TAREA PLANTEADA 1 — Por favor, indica si cada afirmación coincide con el texto sobre la escritura autobiográfica; contesta sí o no y cita literalmente las palabras del texto que lo deciden. (a) Apegos feroces se tradujo al español por primera vez en 2017. (b) Según Gornick, en un texto de no ficción el narrador puede ser poco creíble. (c) El Premio del Gremio de Libreros de Madrid se otorgó a Apegos feroces en la categoría de memorias.
TAREA PLANTEADA 2 — Prosigue el texto sobre la escritura autobiográfica a partir de su última oración.

Vivian Gornick ya había escrito muchos libros de no ficción —biografías, ensayos— cuando pensó en escribir sus memorias. Apegos feroces se publicó en 1987, pero el libro llegó al mundo de habla hispana recién en el 2017, cuando se tradujo por primera vez al español y se transformó en un boom. Ese mismo año recibió el Premio del Gremio de Libreros de Madrid en el rubro Mejor Libro de Ficción…, aunque en realidad sea un libro de memorias. Y de pronto a Vivian Gornick le empezaron a llover las invitaciones y las entrevistas por un libro que había escrito treinta años antes.
Apegos feroces es un libro impactante, pero este artículo no es acerca del libro (que ya reseñé el año pasado y puede leerse en este link), sino acerca de la escritura autobiográfica. Alguien que no haya pasado por la experiencia, podría pensar que escribir sobre la propia vida no tiene demasiadas complicaciones. Sabemos todo de nosotros. No hay nada que inventar. ¿Pero es así realmente? Según Gornick, penetrar lo familiar no es nada fácil, sino todo lo contrario: es el resultado de mucho trabajo. En un libro llamado The Situation and the Story: The Art of Personal Narrative (2001), traducido al español como Escribir narrativa personal, Gornick dice que si uno no logra desapegarse y ponerse a una cierta distancia de la historia, la narración puede convertirse en una insoportable sesión de psicoanálisis que solo podría interesarle al psicólogo.
Para el que escribe, The Situation and the Story es un libro esclarecedor. Vivian Gornick enseña en él cómo pararse frente a un texto autobiográfico. En un texto de ficción, el narrador puede ser poco creíble y eso a veces agrega interés a la trama, pero en uno de no ficción el narrador debe ser creíble o todo el relato se desmorona. Por eso, lo primero que hay que conseguir es un narrador confiable, es decir, coherente y para ello, el narrador tiene que lograr la distancia óptima: ni demasiado cerca, ni demasiado lejos. Una distancia que le deje ver en perspectiva y le permita conservar la capacidad de análisis para poder controlar sus emociones y la historia que quiere contar; pero no tan lejos que anule la empatía, porque un narrador que no empatiza con sus personajes, que no los comprende no genera credibilidad. El “yo” narrador debe ser muy claro; el escritor puede no saber quién es en esencia, pero sí debe saber quién es en el momento en que escribe y tener claridad respecto a su relación con aquello que cuenta.

DATOS GUARDADOS —
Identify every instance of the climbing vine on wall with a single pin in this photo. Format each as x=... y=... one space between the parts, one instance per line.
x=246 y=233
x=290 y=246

RESPUESTA ESPERADA 1 —
(a) Sí: «llegó al mundo de habla hispana recién en el 2017, cuando se tradujo por primera vez al español».
(b) No: «en uno de no ficción el narrador debe ser creíble o todo el relato se desmorona».
(c) No: «en el rubro Mejor Libro de Ficción».

RESPUESTA ESPERADA 2 —
Un ejemplo que da Gornick es la historia de J. R. Ackerley, un escritor inglés que se entera de la doble vida que había llevado su padre cuando este muere. Descubrir que su padre tenía otro hogar, otra mujer y otras tres hijas le generó un impacto tan grande que solo treinta años más tarde logró escribir sobre ello. Ackerley necesitó todos esos años para entender quién era él, quién era su padre, cuál era la relación entre ellos y cuál era la historia que quería contar.
Gornick hace una diferenciación entre la situación —o el contexto— y la historia. Alguien que escribe sus memorias intenta extraer de la vasta y heterogénea sustancia de la vida un significado, un sentido que ilumine, que organice su propia historia. Si no lo consigue, podrá reproducir o describir el contexto, pero no tendrá una historia. Lo importante, dice Gornick, no es lo que le pasa a la persona, sino el sentido que la persona le atribuye a lo que ha vivido: esa es la historia. Lo que Ackerley conocía de la vida era la situación, pero tardó treinta años en encontrar la historia que quería contar.
En The Situation and the Story, Gornick reflexiona sobre su propio proceso al escribir Apegos feroces y es tan claro lo que cuenta, que lo mejor es leer directamente el fragmento. Esta es mi traducción.
Doce años después (…), me puse a escribir unas memorias sobre mi madre, sobre mí y sobre una mujer que vivía al lado de nuestra casa cuando era chica. Entonces, por primera vez, luché por aislar la historia de la situación; entonces me enseñé a mí misma lo que es un personaje y empecé a encontrarle sentido a las relaciones de una con la otra.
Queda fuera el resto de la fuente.